*ARTICLE*.
Dijkstra might also be better for finding the shortest paths from a source node to many targets of the graph. Depending on the location of the targets (especially distance from the source), number of targets M, size of the graph, quality of the A* heuristic there will be some break-even point where running one Dijkstra is better or less performant than running M times the A* algorithm.
Edit: Inspired by Matthew's correct critical comment I rephrase a bit and add remarks:
- Dijkstra is not better in finding the shortest paths to all nodes than A*. Correct would be: It's not worse than A*.
- To find the shortest paths to all nodes with A* one would set the function which estimates the costs to the target node to zero (since there is no target node). Setting the function which estimates the costs to the target node to zero makes A* identical with Dijkstra; Dijkstra is a special case of A*. (It's questionable if one should call the algorithm still "A*" (and not simply "Dijkstra") if the function is set to zero, because having a non-zero function is the core of A*.)

*JOBS*.
[A] In the post on Dijkstra and A*, setting the function that estimates the costs to the target node to zero makes A* identical with which algorithm?
[B] Reproduce the passage from the post on Dijkstra and A* word for word, starting with "Edit: Inspired by" and going on through "worse than A*.".

*MATERIAL SUPPLIED*.
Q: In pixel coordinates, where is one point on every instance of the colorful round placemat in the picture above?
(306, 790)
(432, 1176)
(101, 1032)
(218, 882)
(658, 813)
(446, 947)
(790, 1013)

---

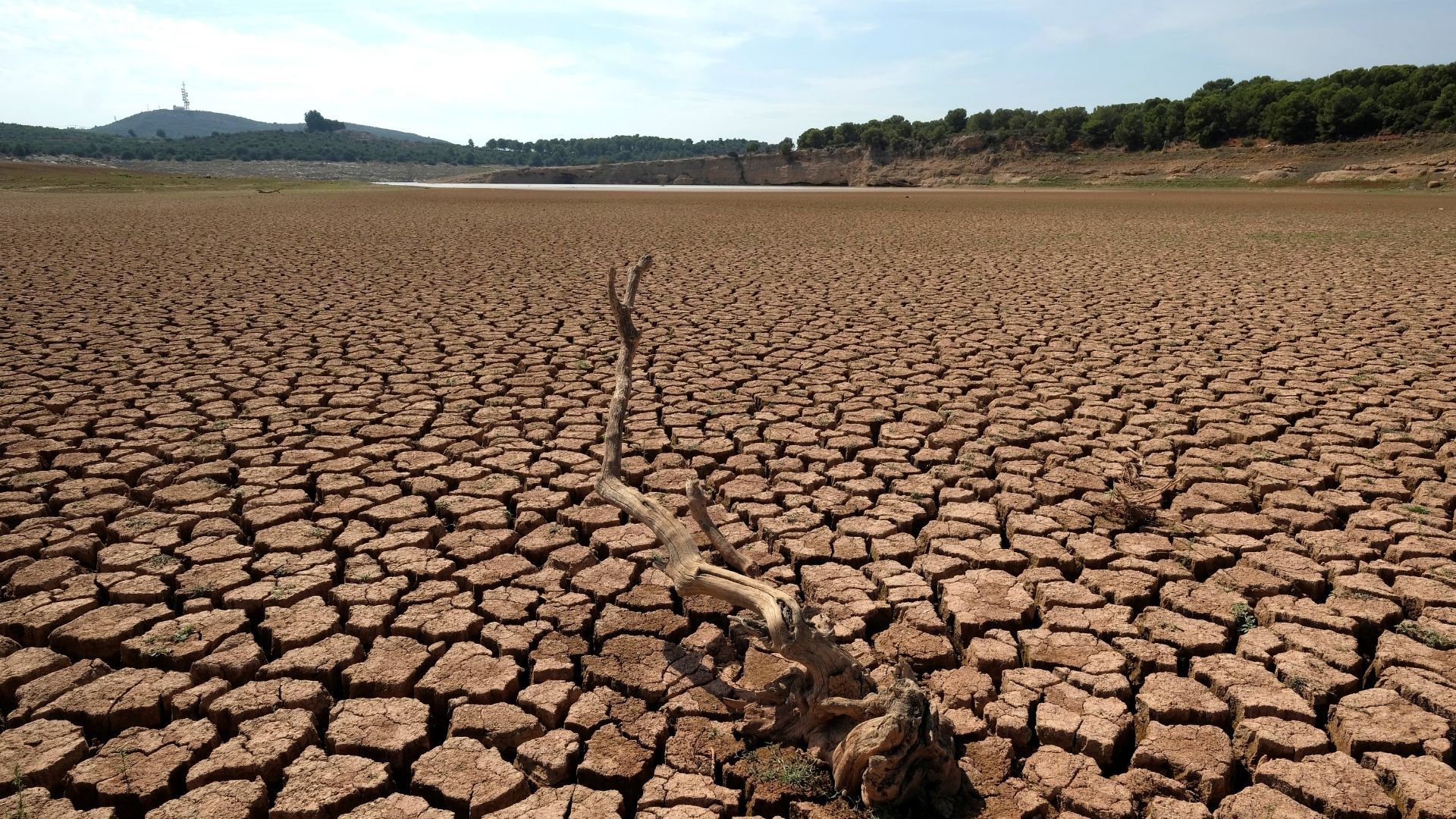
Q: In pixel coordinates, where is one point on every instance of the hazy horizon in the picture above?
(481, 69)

*PROBLEM SOLUTIONS*.
[A] Dijkstra

[B]
Edit: Inspired by Matthew's correct critical comment I rephrase a bit and add remarks:
- Dijkstra is not better in finding the shortest paths to all nodes than A*. Correct would be: It's not worse than A*.